- **Exercise directions**: Render every nonblank line of the records below as a Markdown table with the columns Row and Record line, numbering the rows in order. Leave the pictures out of the answer.

begin Records supplied

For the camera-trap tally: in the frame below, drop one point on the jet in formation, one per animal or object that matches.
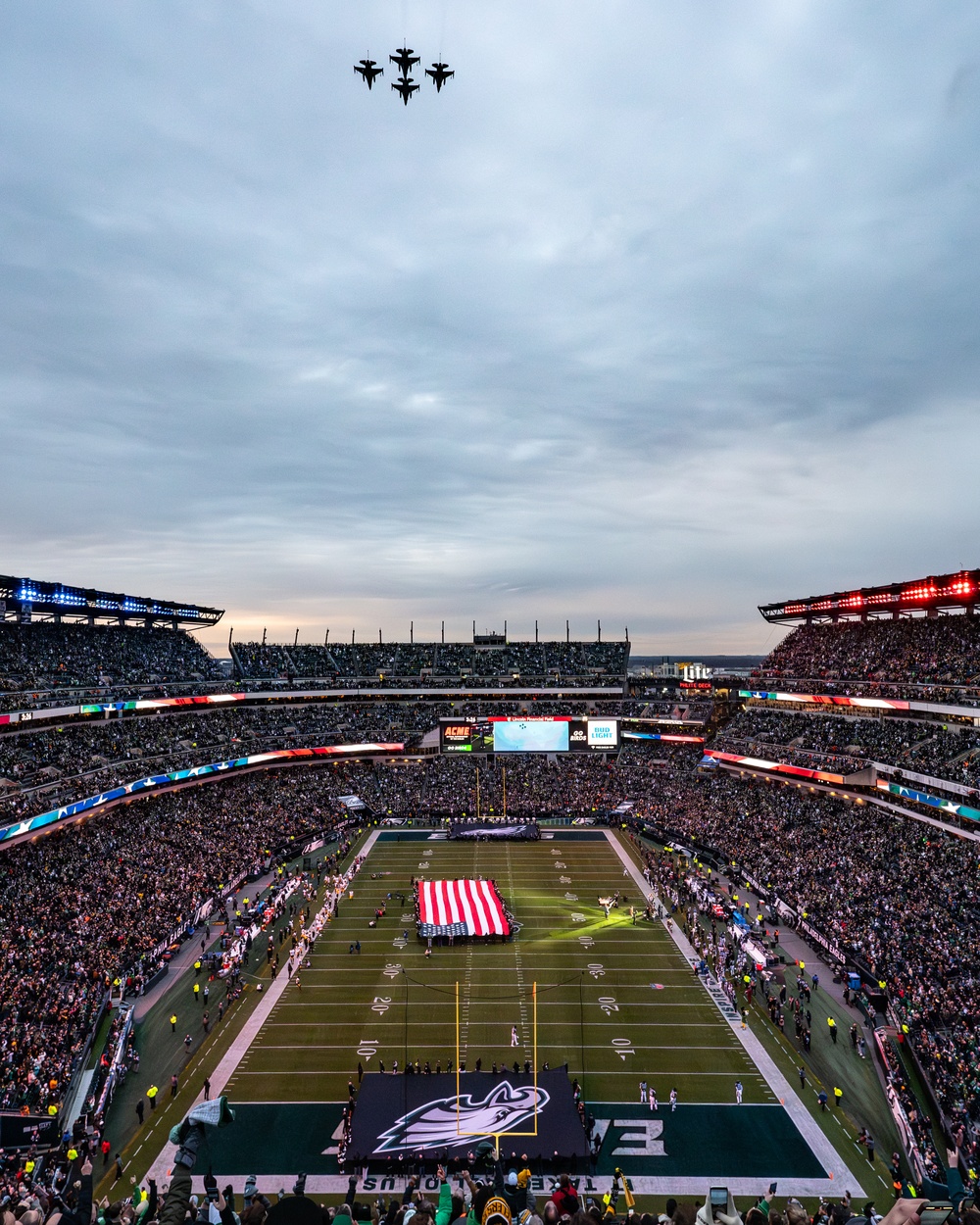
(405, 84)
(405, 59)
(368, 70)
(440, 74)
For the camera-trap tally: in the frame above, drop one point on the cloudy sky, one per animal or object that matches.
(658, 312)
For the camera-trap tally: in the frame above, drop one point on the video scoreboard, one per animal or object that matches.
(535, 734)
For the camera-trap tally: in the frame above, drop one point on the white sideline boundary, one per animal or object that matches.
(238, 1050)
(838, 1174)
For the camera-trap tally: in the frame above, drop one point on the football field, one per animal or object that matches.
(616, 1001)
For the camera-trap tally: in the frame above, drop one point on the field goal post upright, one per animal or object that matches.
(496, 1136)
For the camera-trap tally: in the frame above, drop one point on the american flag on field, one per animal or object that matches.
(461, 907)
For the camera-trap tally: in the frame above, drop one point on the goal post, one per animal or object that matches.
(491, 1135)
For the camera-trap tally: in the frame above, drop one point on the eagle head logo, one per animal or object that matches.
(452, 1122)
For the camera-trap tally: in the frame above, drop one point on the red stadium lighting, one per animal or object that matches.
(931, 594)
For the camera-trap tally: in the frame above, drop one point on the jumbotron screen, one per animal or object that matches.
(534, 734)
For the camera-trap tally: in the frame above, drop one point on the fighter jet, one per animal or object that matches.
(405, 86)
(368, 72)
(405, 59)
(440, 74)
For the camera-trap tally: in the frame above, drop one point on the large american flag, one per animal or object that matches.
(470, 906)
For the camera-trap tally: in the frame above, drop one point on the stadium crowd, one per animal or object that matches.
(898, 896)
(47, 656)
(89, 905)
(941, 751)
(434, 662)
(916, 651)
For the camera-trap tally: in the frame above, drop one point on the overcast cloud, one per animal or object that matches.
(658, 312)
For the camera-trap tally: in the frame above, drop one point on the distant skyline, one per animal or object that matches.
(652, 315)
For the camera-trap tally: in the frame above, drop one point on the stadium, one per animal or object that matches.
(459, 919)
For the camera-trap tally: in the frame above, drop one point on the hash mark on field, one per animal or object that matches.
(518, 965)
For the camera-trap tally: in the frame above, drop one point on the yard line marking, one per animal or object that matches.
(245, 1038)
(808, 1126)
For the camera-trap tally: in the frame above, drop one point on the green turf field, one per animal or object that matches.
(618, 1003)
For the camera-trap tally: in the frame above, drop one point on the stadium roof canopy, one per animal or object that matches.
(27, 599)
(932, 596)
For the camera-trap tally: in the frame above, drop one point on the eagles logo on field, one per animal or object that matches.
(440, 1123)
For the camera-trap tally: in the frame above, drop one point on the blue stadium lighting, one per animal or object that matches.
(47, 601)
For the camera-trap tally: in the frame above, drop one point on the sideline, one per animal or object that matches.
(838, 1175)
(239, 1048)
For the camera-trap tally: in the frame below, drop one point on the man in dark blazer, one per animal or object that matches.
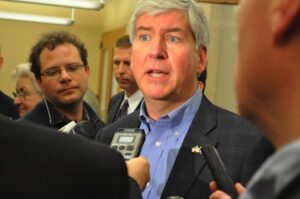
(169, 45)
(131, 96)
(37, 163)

end Records supplied

- **Task output**:
| Row | Record line |
|---|---|
| 1 | For the camera-trap tally: in the frame below, drop one point on the jet in formation, one per animal or object that matches. |
| 2 | (405, 84) |
| 3 | (405, 59) |
| 4 | (368, 70) |
| 5 | (440, 74) |
| 6 | For the camera-trap tally: in the frame above, drop one point on the cloudy sky, one per animal or object that matches. |
| 7 | (658, 312) |
| 8 | For the camera-trap tally: in the frame above, drop one point on the video scoreboard, one per animal or object that matches. |
| 9 | (535, 734) |
| 10 | For the camera-trap tally: in the frame above, drop one point on the white sideline boundary, one per animal or object that matches. |
| 11 | (238, 1050) |
| 12 | (838, 1174) |
| 13 | For the camera-trap tally: in the frame above, drop one point on the football field, one per animal or object that matches. |
| 14 | (616, 1001) |
| 15 | For the camera-trap tally: in the frame above, drop one point on the field goal post upright, one per animal or object that matches. |
| 16 | (496, 1136) |
| 17 | For the camera-trap tally: in the frame above, drop one point on the american flag on field, one per animal or object that matches. |
| 18 | (461, 907) |
| 19 | For the camera-trap tally: in the frame above, drop one point on the goal post, one per animal or object that matches. |
| 20 | (491, 1135) |
| 21 | For the camera-trap tally: in the frame above, drop one point on the eagle head logo, one per animal or object that matches. |
| 22 | (452, 1122) |
| 23 | For the camera-trap tally: in the frame above, drop one point on the red stadium lighting, one per animal or object that matches. |
| 24 | (931, 594) |
| 25 | For the camera-trap tally: in the frame above, drop one point on the jumbotron screen, one per animal or object that matches. |
| 26 | (534, 734) |
| 27 | For the camera-trap tally: in the frame above, drop one point on the fighter jet, one per animal or object that matches. |
| 28 | (405, 86) |
| 29 | (368, 72) |
| 30 | (405, 59) |
| 31 | (440, 74) |
| 32 | For the camera-trap tally: in the frame above, drop one point on the large american flag, one per animal or object that matches. |
| 33 | (470, 906) |
| 34 | For the camera-trap tally: in the frame above, drop one point on the stadium crowd, one per animal or object that matches. |
| 35 | (898, 896) |
| 36 | (47, 656) |
| 37 | (89, 905) |
| 38 | (941, 751) |
| 39 | (434, 662) |
| 40 | (916, 651) |
| 41 | For the camera-trap tally: in the frame above, drop one point on the overcast cloud, one per animal or object that matches. |
| 42 | (658, 312) |
| 43 | For the camera-trap tally: in the frame above, drop one point on the distant skyline, one per animal or object that matches. |
| 44 | (652, 315) |
| 45 | For the camera-trap tally: in the frame above, drop one point on the stadium, one per animal or object that matches. |
| 46 | (459, 919) |
| 47 | For the camera-trap tally: in the frame above, drop one point on the hash mark on field, one per animal or object that matches. |
| 48 | (518, 965) |
| 49 | For the camera-trap tally: in the frame above, drop one point on the yard line marking, one per animal or object that matches. |
| 50 | (245, 1038) |
| 51 | (808, 1126) |
| 52 | For the camera-trap tally: in the frame above, drop one point on the green turf field, one per animal or object that matches. |
| 53 | (618, 1003) |
| 54 | For the camera-trap tally: in the frame above, drop one point on the stadium roof canopy, one per animal or object that matches. |
| 55 | (27, 599) |
| 56 | (932, 596) |
| 57 | For the camera-trap tally: in the frame above, drop one point on the eagles logo on field, one per animal or object that matches. |
| 58 | (440, 1123) |
| 59 | For the camera-trap tally: in the frame above, drop one point on the blue stadium lighting, one per animal or object that matches. |
| 60 | (47, 601) |
| 61 | For the camera-trap tally: in the frame above, drop one point on the sideline, one per animal or object that matches. |
| 62 | (838, 1175) |
| 63 | (239, 1048) |
| 64 | For the camera-trap tally: in the frame below, drop one point on the man in dark blazer, one per animal or object that matches. |
| 65 | (169, 45) |
| 66 | (131, 96) |
| 67 | (37, 163) |